* _Task instructions_
Copy the records below word for word, omitting the pictures.

Detection annotation records:

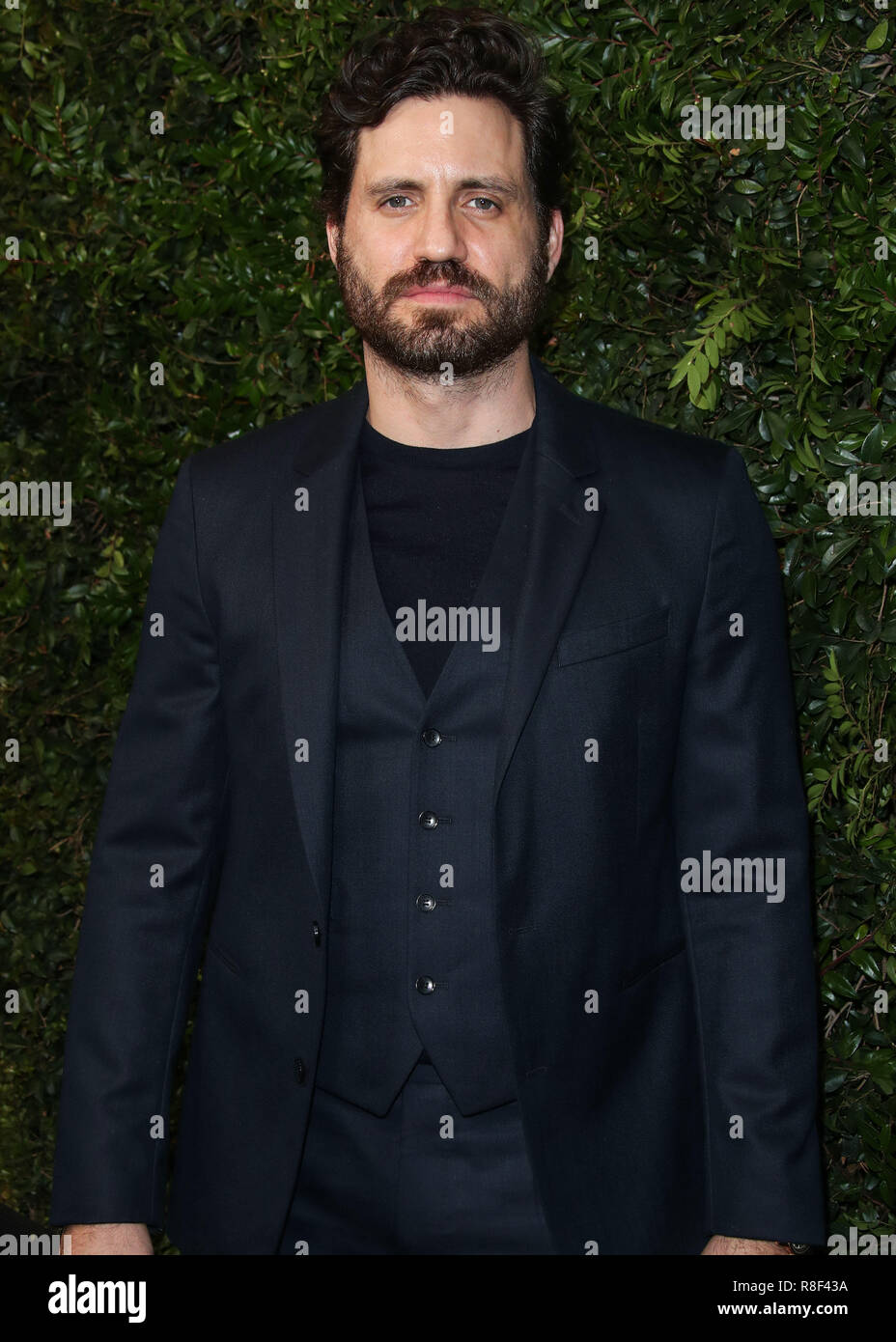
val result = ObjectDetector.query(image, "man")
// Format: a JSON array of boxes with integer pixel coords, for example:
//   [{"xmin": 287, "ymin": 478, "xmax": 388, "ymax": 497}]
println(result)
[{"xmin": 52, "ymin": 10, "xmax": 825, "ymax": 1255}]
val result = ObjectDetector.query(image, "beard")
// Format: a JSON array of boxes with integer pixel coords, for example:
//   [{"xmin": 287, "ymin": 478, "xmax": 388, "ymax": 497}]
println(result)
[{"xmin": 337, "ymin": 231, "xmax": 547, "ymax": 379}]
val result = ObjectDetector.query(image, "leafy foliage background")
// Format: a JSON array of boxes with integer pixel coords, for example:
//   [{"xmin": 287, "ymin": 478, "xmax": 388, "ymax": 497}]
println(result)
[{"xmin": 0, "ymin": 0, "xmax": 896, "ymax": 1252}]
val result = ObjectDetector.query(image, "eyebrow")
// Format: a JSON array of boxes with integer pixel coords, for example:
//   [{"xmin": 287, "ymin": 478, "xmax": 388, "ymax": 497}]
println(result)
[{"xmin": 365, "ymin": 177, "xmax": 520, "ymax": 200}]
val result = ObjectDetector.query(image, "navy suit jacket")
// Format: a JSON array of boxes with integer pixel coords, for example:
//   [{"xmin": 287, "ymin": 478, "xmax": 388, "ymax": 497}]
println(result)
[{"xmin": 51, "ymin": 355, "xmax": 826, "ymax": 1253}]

* _Answer for the task_
val result = ObjectDetector.query(image, "man")
// Format: a JSON array of boxes with integer pixel coords, for example:
//   [{"xmin": 287, "ymin": 478, "xmax": 388, "ymax": 497}]
println(result)
[{"xmin": 52, "ymin": 10, "xmax": 825, "ymax": 1255}]
val result = ObjectDetector.query(image, "beard")
// Format: a JSON array of boxes with integer pixel coords, for example:
//   [{"xmin": 287, "ymin": 478, "xmax": 388, "ymax": 497}]
println(result)
[{"xmin": 337, "ymin": 231, "xmax": 547, "ymax": 379}]
val result = ObjectDetector.query(image, "leafy foliage background")
// Format: a JSON array of boxes with integer pixel coords, for example:
//   [{"xmin": 287, "ymin": 478, "xmax": 388, "ymax": 497}]
println(result)
[{"xmin": 0, "ymin": 0, "xmax": 896, "ymax": 1252}]
val result = ObjectDetector.query(image, "eyebrow")
// Format: a JSON array of boxes with integer pixel coords, for example:
//   [{"xmin": 287, "ymin": 478, "xmax": 388, "ymax": 497}]
println(result)
[{"xmin": 365, "ymin": 177, "xmax": 520, "ymax": 200}]
val result = ObjectDetector.query(image, "navy suit jacket")
// Format: a JSON array of boxes with integer pixel coords, for example:
//   [{"xmin": 287, "ymin": 478, "xmax": 388, "ymax": 497}]
println(result)
[{"xmin": 51, "ymin": 355, "xmax": 826, "ymax": 1253}]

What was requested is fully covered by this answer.